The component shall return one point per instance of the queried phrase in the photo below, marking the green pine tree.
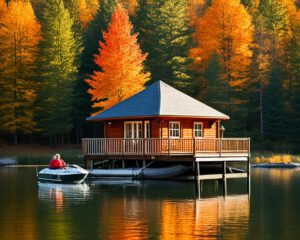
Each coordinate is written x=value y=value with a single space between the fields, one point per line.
x=58 y=69
x=166 y=36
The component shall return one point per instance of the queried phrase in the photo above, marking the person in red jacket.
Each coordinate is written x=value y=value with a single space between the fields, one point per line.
x=57 y=162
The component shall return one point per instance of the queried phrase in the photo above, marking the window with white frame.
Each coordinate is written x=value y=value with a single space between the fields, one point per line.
x=174 y=128
x=198 y=129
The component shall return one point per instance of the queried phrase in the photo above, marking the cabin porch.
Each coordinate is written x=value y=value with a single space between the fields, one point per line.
x=196 y=149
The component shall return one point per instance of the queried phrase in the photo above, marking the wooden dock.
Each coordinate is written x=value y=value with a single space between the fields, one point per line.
x=195 y=151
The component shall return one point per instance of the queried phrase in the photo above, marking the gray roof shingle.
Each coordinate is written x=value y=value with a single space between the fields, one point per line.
x=158 y=100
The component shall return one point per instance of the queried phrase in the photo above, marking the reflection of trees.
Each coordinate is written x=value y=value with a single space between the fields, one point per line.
x=124 y=219
x=58 y=196
x=275 y=209
x=207 y=218
x=138 y=217
x=18 y=211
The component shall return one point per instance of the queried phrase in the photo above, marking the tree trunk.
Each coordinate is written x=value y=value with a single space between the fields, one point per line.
x=261 y=110
x=15 y=138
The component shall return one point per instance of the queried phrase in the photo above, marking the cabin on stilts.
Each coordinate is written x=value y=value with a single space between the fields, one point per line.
x=163 y=124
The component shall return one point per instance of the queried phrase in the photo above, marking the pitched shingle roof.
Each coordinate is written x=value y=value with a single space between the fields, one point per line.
x=158 y=100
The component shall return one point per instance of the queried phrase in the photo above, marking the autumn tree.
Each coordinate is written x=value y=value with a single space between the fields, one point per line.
x=20 y=35
x=58 y=69
x=121 y=61
x=165 y=34
x=82 y=11
x=229 y=35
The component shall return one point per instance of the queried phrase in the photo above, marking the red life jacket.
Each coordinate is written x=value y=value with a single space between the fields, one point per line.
x=57 y=164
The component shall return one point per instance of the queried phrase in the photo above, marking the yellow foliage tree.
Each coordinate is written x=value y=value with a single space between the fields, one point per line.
x=121 y=61
x=225 y=30
x=20 y=35
x=87 y=11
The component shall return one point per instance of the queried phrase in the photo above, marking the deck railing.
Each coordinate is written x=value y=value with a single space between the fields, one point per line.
x=166 y=146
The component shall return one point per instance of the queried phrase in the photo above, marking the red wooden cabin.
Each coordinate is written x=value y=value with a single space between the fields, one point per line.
x=163 y=123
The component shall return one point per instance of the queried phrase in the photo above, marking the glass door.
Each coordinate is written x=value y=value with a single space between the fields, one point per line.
x=132 y=133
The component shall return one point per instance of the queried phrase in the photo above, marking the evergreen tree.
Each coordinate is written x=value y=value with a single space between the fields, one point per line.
x=165 y=34
x=58 y=69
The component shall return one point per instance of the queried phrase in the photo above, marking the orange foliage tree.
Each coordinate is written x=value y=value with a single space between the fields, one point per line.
x=121 y=61
x=20 y=35
x=87 y=11
x=225 y=30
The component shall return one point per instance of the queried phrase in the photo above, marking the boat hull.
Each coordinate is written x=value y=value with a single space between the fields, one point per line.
x=66 y=175
x=149 y=173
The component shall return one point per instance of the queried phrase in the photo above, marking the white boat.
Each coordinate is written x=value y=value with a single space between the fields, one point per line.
x=70 y=174
x=163 y=172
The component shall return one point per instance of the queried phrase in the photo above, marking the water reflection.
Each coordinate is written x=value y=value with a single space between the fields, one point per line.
x=136 y=214
x=149 y=209
x=63 y=193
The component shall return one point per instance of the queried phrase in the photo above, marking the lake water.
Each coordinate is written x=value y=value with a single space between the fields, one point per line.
x=150 y=209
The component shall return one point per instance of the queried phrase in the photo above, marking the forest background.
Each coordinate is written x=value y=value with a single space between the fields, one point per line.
x=240 y=57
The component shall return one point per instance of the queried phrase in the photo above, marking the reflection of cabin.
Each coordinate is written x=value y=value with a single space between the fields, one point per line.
x=162 y=123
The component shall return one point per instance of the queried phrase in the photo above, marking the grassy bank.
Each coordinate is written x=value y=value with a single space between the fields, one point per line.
x=40 y=155
x=270 y=157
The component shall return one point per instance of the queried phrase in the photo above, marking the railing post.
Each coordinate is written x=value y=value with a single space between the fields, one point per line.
x=194 y=147
x=169 y=146
x=220 y=147
x=249 y=147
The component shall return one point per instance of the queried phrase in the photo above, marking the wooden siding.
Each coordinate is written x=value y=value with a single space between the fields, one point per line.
x=114 y=130
x=210 y=129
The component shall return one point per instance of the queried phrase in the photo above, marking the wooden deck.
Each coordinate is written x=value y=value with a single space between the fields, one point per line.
x=197 y=149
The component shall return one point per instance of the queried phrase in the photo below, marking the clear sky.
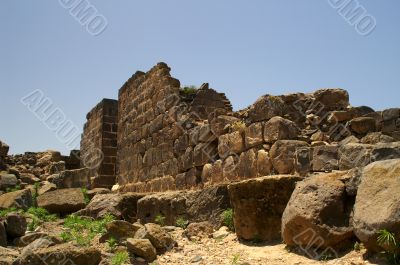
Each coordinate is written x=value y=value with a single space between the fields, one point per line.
x=242 y=48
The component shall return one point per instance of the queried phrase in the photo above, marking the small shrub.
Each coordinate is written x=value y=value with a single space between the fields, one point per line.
x=39 y=216
x=82 y=230
x=86 y=197
x=160 y=219
x=235 y=259
x=3 y=213
x=238 y=126
x=227 y=219
x=112 y=243
x=388 y=241
x=182 y=223
x=120 y=258
x=16 y=188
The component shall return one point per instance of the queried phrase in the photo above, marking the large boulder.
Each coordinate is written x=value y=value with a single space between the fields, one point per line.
x=278 y=128
x=377 y=137
x=121 y=205
x=195 y=206
x=317 y=214
x=363 y=125
x=158 y=237
x=254 y=135
x=78 y=178
x=8 y=256
x=332 y=99
x=142 y=248
x=120 y=230
x=258 y=205
x=62 y=201
x=354 y=155
x=20 y=199
x=377 y=203
x=62 y=254
x=7 y=181
x=283 y=155
x=266 y=107
x=325 y=158
x=231 y=143
x=3 y=234
x=15 y=225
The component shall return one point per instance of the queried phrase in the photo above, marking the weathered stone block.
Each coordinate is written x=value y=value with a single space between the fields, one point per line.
x=258 y=206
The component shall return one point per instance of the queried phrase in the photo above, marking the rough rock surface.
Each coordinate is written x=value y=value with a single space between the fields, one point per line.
x=62 y=201
x=316 y=214
x=122 y=206
x=283 y=155
x=142 y=248
x=60 y=254
x=377 y=203
x=258 y=206
x=21 y=199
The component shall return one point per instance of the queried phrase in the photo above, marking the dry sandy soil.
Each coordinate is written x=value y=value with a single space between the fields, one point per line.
x=230 y=251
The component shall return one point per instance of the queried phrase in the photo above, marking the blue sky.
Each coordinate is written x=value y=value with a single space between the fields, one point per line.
x=242 y=48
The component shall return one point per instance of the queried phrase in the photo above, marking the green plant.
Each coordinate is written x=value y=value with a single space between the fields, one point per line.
x=160 y=219
x=120 y=258
x=112 y=243
x=189 y=90
x=358 y=246
x=17 y=187
x=182 y=223
x=66 y=236
x=82 y=230
x=227 y=219
x=238 y=126
x=35 y=193
x=387 y=240
x=39 y=216
x=3 y=213
x=86 y=196
x=235 y=259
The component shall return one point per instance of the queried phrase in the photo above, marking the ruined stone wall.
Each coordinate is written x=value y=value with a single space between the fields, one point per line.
x=99 y=143
x=156 y=119
x=171 y=138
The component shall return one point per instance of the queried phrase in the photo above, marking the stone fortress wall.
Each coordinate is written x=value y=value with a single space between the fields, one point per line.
x=172 y=139
x=99 y=143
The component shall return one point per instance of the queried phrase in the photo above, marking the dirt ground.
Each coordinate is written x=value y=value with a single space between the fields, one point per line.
x=230 y=251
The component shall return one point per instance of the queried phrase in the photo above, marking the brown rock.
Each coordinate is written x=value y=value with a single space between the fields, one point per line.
x=283 y=155
x=62 y=201
x=278 y=128
x=325 y=158
x=380 y=211
x=363 y=125
x=21 y=199
x=120 y=205
x=332 y=99
x=316 y=215
x=60 y=253
x=254 y=135
x=258 y=205
x=247 y=166
x=231 y=143
x=120 y=230
x=78 y=178
x=200 y=230
x=142 y=248
x=264 y=164
x=15 y=225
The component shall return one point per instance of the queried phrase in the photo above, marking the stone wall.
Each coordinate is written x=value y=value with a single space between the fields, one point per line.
x=164 y=132
x=171 y=138
x=99 y=143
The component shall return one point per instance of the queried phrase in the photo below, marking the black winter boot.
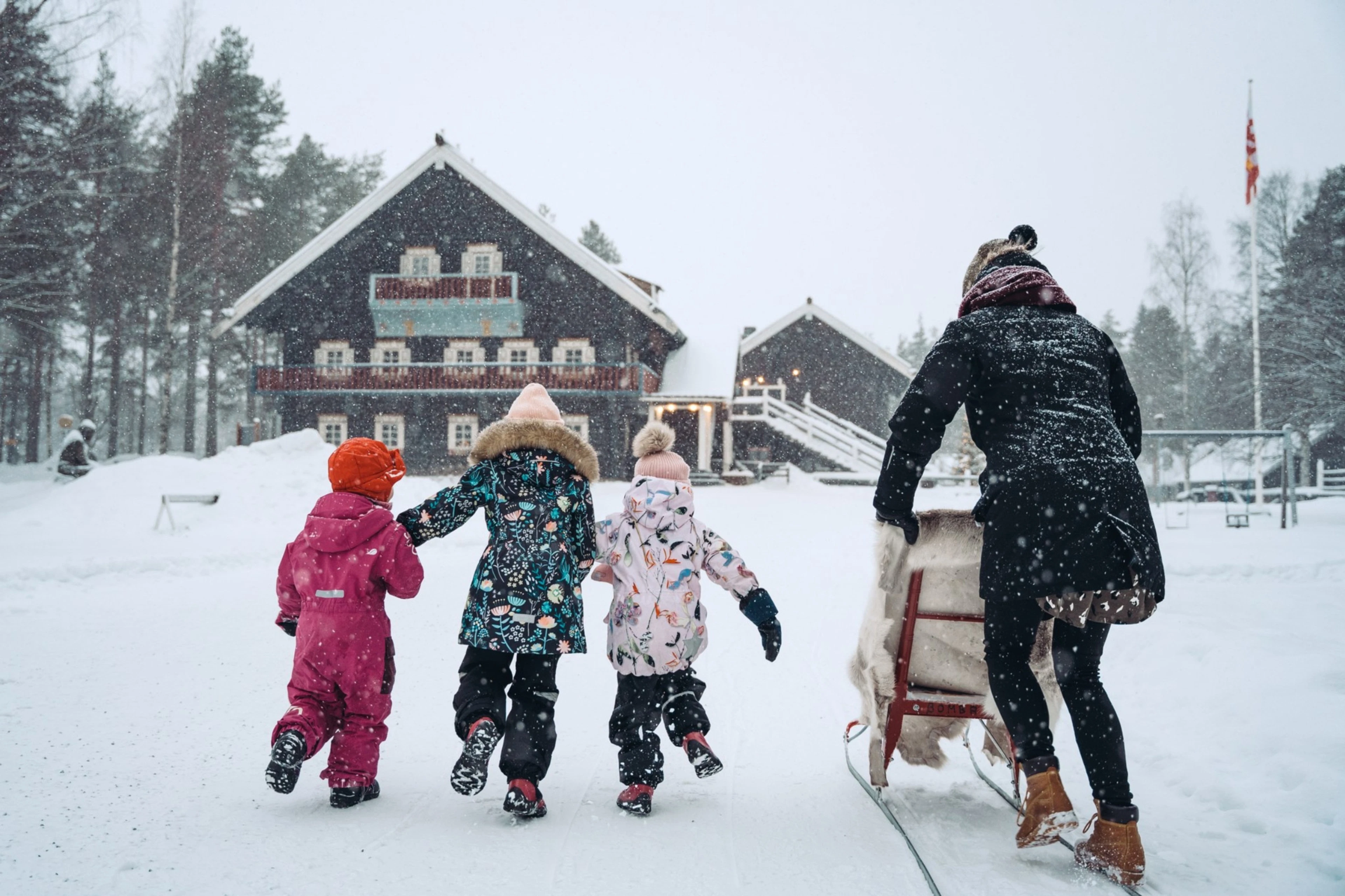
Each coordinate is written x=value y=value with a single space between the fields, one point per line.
x=703 y=758
x=347 y=797
x=287 y=758
x=474 y=765
x=525 y=800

## What the exercise asks
Arrange everything from the line containing "the grassy bank." down to the line containing "x=270 y=157", both included, as a Markdown table with a Row column giving the row number and a Line Text column giving the line. Leave out any blank lines.

## Finished answer
| Row | Line Text |
|---|---|
| 1 | The component shall return one point per instance of the queried phrase in the photo above, marking the grassy bank. |
| 2 | Each coordinate is written x=value y=value with a single space between the fields, one point per line. |
| 3 | x=40 y=155 |
| 4 | x=270 y=157 |